--- Tasks to carry out ---
A: Please retype the database migrations thread word for word, from "We would love" to "of current offerings.".
B: According to the database migrations thread, why did the startup replace Alembic with plain SQL files? Answer in one to three sentences.

--- Passage given ---
You say NoSQL document but have you work with graph databases like neo4j that allow for flexible schemas? I think they mostly solve this problem but don't have the uptake of RDBMs because of matureness.


The problem is that without a table lock of some sort you cannot guarantee that all the documents in a store satisfy the schema definition.

The NoSQL solution is basically say, "assume that nothing could ever possibly respect any semblance of a schema and build special cases around everything". It is a very unproductive way of thinking, taking defensive programming to the extreme.

Also, joins will be a necessity for all sorts of data querying. At the end of the day, schemas are a necessity for 98% of all work, whether defined through types or ad-hoc.


This is an amazing writeup. I'm currently solving the "migrations" problem for a side project of my own, and have basically resolved myself in the short term to be OK with short downtime for the sake of making migrations somewhat trivial.

And honestly? I hate this answer. As a solo dev it's pragmatic, but the solutions described in this article are _SO NICE_ that I'd love to leverage them.

If there's any way that those deprecate_column and rename functionalities could make their way into OSS/upstream support, I'd have a field day. (Those who know more about PG than I do and perhaps may be able to suggest another workaround, feel free, I'm very much learning this space as I go)

If nothing else, thanks to the benchling team for taking the time to write such a clear yet technical expose. This really hit the sweet spot of "explanations without uneccessary verbosity, technical without being impenetrable, and giving sufficient explanations of motivations and tradeoffs/pitfalls" and will give me a north star for where I aim my own DB work.


Original author here. Thanks for the kind words!

We would love open source some of the work we did - there are a few edge cases to still work out with deprecated_column and renamed_to before I’d be comfortable doing that, but definitely agree that may be generally useful.


If it's just edge cases, you can just open source it and document the edge cases. The community will likely fork and help with those edge cases.


I would love to see the code open sourced! (it's ok if you have edge cases pending as long as they have been documented or at least mentioned in a README). Managing and running migrations smoothly without downtime is a very common challenge that a lot of startups face and I think a lot of us have been reinventing the wheel over and over to handle this due to the lack of current offerings.


In our startup we moved away from Alembic to using plain SQL files for migrations, which (in our experience) is more robust and allows more control over the actual migration process. We wrote a simple migration manager class that loads a YAML config and a series of SQL files from a directory. Each migration is defined as two files of the form "[number]_[up/down]_[description].sql" and tied to a DB version, the YAML config specifies the name of a version table that contains the current version in the database. The manager then reads the current version from the table, compares it to the requested one and executes the necessary SQL files.

Alembic is great for many simple use cases but we found that for a production system it often isn't easy to maintain compatibility between two different DB systems like Postgres and SQLite anyway, as that would mean either adding a lot of feature switches and custom logic to our code or not using most of the interesting native Postgres features. Therefore Alembic offered very little benefit over a plain SQL file in terms of functionality and in addition made it harder to generate correct migrations in some case, as the auto-generation process does not work very reliably in our experience and some things are buggy/inconsistent, e.g. the creation and deletion of enum types. In addition, we found that it's much easier to write complex migration logic (e.g. create a new column and populate it with data from a complex SELECT statement) directly in SQL. Last point is that we can of course execute these migrations using any programming language / tool we like (for example we also wrote a small Go library to handle the migrations), which is a nice bonus.

--- Record set ---

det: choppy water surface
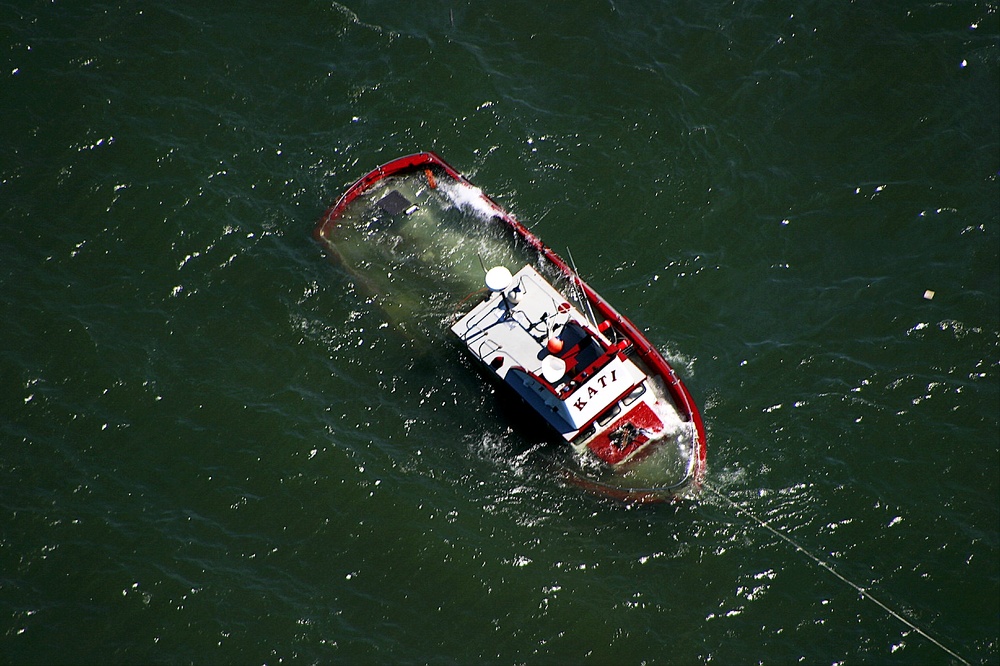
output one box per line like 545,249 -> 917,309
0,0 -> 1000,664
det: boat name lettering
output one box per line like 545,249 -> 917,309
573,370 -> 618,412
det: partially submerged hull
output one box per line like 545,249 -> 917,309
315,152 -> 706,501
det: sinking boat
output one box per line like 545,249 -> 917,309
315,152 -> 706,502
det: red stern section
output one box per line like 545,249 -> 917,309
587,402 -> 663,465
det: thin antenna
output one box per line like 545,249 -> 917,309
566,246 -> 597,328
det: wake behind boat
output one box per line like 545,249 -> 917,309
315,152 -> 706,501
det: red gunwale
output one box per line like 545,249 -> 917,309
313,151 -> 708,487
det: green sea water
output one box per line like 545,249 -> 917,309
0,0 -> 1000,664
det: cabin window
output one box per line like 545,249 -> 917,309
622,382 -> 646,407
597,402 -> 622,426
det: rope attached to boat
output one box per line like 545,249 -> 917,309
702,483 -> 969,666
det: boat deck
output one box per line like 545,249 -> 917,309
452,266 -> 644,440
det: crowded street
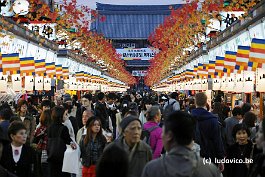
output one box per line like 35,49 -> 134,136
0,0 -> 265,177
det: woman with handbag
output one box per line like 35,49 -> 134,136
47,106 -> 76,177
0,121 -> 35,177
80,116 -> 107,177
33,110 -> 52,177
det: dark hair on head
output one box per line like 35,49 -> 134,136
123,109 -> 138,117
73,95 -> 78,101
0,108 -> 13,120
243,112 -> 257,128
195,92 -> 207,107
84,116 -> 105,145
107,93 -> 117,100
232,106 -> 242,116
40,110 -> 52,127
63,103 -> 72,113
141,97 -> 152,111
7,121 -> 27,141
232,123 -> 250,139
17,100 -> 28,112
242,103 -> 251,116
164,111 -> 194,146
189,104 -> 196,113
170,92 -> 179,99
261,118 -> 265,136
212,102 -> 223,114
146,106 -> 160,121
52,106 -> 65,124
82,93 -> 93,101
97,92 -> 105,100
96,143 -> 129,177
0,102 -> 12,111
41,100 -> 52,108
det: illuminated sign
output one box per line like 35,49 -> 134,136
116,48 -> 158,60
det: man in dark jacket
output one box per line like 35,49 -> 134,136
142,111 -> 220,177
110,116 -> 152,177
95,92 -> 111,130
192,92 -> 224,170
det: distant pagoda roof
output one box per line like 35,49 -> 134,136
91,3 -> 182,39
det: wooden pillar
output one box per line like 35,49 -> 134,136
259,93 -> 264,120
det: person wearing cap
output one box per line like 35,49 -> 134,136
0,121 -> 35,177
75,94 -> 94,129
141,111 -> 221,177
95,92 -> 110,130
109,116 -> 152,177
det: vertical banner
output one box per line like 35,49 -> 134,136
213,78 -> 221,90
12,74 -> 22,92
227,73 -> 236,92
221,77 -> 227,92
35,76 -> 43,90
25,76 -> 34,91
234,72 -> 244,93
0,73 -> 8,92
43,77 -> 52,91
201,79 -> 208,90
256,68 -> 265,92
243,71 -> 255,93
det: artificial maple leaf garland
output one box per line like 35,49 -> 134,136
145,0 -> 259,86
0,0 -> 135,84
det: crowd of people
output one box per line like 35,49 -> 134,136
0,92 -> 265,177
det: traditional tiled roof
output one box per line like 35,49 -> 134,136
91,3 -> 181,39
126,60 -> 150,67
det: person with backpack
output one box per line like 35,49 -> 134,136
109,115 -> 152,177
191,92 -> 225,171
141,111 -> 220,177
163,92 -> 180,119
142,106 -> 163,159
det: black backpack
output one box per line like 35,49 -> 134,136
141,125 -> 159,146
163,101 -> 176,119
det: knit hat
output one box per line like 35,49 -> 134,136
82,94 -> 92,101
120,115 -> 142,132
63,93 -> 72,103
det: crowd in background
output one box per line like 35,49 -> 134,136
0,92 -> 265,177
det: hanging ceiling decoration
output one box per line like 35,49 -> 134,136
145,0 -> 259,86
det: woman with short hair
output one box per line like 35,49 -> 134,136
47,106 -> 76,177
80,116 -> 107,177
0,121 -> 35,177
...
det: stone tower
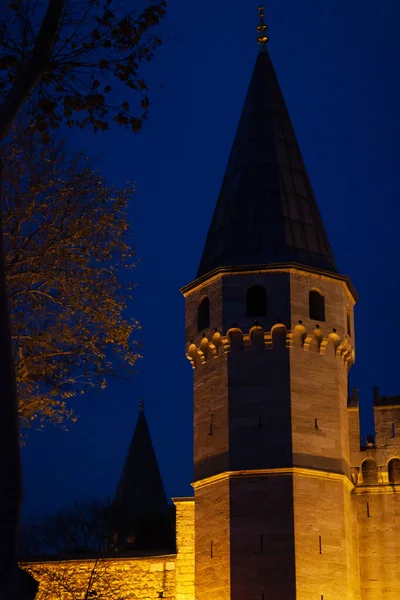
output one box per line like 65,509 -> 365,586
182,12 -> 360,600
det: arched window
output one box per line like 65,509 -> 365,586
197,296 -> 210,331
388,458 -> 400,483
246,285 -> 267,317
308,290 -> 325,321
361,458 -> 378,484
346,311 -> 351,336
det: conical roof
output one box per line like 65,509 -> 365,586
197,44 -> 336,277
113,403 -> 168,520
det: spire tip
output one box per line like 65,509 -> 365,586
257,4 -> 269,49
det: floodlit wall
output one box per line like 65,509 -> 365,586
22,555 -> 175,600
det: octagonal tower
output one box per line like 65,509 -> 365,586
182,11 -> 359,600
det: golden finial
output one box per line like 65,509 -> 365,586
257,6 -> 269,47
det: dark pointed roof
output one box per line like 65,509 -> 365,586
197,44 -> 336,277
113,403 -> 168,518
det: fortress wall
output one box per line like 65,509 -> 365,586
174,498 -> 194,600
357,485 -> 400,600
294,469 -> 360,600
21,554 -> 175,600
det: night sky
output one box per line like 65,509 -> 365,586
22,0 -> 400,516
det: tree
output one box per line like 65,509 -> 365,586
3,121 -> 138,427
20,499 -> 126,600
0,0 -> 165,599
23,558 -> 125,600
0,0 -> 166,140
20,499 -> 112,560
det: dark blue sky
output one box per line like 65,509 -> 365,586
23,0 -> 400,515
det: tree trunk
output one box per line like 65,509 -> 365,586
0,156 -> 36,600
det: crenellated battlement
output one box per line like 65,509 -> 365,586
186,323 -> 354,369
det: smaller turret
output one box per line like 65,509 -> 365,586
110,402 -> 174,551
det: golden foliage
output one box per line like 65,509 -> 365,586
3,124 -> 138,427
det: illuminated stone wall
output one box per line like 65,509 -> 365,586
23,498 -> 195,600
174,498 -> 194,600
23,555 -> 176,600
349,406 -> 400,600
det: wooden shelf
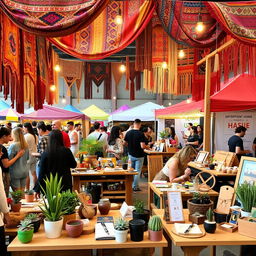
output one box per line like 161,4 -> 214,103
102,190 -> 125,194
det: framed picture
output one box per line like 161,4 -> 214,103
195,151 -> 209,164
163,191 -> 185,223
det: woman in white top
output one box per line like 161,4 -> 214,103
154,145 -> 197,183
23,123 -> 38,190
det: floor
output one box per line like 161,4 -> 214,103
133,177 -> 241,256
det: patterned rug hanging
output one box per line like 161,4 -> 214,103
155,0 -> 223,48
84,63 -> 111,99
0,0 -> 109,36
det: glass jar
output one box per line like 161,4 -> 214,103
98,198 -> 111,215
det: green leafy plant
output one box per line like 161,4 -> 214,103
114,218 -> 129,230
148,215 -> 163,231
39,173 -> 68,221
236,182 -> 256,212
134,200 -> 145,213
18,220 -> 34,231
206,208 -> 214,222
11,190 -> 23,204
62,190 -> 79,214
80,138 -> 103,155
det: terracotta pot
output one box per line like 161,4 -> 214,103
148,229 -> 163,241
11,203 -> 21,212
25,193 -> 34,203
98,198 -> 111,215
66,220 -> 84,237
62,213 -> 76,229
* * *
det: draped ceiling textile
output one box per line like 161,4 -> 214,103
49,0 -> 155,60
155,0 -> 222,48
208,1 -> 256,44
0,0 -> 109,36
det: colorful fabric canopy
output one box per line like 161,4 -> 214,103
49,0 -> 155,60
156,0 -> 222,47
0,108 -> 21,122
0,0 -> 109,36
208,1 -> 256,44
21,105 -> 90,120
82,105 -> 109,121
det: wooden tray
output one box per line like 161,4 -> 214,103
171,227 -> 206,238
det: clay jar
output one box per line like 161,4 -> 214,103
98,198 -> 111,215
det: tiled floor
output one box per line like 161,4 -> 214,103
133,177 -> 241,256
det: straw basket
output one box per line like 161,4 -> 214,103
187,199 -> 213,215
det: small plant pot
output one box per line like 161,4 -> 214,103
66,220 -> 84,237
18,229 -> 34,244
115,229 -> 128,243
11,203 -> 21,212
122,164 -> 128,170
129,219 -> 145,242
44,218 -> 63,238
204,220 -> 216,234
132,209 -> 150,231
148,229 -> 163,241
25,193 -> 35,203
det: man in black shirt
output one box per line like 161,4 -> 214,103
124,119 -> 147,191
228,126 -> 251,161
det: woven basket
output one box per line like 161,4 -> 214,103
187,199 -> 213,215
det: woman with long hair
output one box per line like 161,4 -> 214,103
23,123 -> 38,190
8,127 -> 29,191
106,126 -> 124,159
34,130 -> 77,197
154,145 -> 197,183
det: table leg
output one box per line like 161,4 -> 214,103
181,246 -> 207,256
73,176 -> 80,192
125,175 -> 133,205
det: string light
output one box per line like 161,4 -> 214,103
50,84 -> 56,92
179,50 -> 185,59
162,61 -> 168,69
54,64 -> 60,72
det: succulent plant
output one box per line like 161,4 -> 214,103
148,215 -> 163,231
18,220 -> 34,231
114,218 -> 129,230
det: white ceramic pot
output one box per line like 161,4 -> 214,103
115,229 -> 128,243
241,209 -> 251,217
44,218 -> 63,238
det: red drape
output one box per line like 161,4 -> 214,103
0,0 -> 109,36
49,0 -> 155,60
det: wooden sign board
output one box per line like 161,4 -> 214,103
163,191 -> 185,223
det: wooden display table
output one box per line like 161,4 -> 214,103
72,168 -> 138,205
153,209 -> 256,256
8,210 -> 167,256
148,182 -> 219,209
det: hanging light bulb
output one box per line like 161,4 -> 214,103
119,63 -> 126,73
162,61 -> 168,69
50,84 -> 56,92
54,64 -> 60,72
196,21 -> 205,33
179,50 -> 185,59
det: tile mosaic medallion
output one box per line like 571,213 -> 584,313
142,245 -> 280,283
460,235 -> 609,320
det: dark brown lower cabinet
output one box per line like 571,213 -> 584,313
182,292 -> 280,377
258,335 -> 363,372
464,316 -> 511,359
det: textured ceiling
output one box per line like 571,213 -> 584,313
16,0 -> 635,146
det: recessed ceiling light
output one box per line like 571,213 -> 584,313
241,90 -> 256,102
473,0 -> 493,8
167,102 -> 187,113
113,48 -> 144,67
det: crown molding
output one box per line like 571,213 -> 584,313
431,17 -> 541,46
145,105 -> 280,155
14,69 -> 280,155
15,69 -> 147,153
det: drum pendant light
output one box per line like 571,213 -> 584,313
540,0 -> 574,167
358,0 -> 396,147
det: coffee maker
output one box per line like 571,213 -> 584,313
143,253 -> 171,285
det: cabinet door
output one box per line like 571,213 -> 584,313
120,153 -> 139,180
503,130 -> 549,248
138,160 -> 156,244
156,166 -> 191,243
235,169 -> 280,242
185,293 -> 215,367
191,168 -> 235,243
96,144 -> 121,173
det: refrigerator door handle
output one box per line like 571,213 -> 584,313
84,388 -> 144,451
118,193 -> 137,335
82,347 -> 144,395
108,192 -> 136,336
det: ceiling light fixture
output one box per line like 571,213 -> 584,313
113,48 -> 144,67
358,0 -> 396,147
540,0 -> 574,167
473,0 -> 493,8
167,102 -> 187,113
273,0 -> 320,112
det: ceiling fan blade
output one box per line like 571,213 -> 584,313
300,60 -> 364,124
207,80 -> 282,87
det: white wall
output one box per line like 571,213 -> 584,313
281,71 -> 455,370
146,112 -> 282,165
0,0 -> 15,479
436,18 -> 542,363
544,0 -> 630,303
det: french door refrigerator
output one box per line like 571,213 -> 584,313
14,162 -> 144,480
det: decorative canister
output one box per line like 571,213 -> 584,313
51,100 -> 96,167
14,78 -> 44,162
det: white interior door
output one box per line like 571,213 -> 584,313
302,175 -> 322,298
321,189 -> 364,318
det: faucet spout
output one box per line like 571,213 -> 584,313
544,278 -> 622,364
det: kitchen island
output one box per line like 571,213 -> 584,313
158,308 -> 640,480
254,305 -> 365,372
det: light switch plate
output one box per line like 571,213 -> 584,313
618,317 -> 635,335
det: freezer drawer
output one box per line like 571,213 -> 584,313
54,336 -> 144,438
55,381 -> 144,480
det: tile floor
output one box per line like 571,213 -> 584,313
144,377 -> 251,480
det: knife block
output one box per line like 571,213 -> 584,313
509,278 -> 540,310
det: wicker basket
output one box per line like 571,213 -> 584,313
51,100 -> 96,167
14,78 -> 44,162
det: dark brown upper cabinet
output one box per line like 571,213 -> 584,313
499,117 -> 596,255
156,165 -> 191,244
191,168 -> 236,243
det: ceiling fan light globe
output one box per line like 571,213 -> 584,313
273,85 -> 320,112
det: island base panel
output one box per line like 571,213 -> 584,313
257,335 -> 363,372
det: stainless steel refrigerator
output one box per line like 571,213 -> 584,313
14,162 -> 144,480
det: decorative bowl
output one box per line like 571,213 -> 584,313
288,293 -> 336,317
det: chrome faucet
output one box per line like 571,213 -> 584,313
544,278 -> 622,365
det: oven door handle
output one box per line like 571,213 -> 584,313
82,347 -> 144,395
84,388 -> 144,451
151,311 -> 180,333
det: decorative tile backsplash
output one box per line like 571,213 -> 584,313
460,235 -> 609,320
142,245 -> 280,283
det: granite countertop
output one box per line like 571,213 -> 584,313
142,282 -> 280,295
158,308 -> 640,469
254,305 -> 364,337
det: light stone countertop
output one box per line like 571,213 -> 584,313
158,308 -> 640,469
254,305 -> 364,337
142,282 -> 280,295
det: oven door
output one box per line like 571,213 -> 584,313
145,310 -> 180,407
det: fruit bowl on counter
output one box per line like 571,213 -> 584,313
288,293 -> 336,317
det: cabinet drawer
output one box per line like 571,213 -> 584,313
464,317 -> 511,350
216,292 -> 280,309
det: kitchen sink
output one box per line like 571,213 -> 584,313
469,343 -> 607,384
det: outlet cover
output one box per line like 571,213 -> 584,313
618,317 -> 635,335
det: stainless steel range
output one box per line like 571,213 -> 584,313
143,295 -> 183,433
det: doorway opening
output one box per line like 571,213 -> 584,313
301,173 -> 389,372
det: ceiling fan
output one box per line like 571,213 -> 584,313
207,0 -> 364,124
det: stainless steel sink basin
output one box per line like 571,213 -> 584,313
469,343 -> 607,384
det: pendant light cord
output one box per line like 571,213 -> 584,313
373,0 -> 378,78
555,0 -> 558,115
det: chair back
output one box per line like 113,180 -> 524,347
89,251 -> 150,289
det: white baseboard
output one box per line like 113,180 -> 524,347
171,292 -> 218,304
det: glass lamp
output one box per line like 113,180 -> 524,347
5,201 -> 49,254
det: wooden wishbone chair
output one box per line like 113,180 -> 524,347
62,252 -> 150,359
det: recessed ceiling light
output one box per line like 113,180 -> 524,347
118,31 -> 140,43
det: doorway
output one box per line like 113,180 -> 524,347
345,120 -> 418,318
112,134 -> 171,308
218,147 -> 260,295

--- Task-by-task outputs ---
A:
We would love open source some of the work we did - there are a few edge cases to still work out with deprecated_column and renamed_to before I’d be comfortable doing that, but definitely agree that may be generally useful.


If it's just edge cases, you can just open source it and document the edge cases. The community will likely fork and help with those edge cases.


I would love to see the code open sourced! (it's ok if you have edge cases pending as long as they have been documented or at least mentioned in a README). Managing and running migrations smoothly without downtime is a very common challenge that a lot of startups face and I think a lot of us have been reinventing the wheel over and over to handle this due to the lack of current offerings.

B: Keeping one production system compatible with both Postgres and SQLite was hard anyway, so Alembic added little over plain SQL. Its auto-generation was also unreliable and sometimes buggy, for example when creating and deleting enum types. Complex migration logic was easier to write directly in SQL, and the SQL files can be run from any language or tool.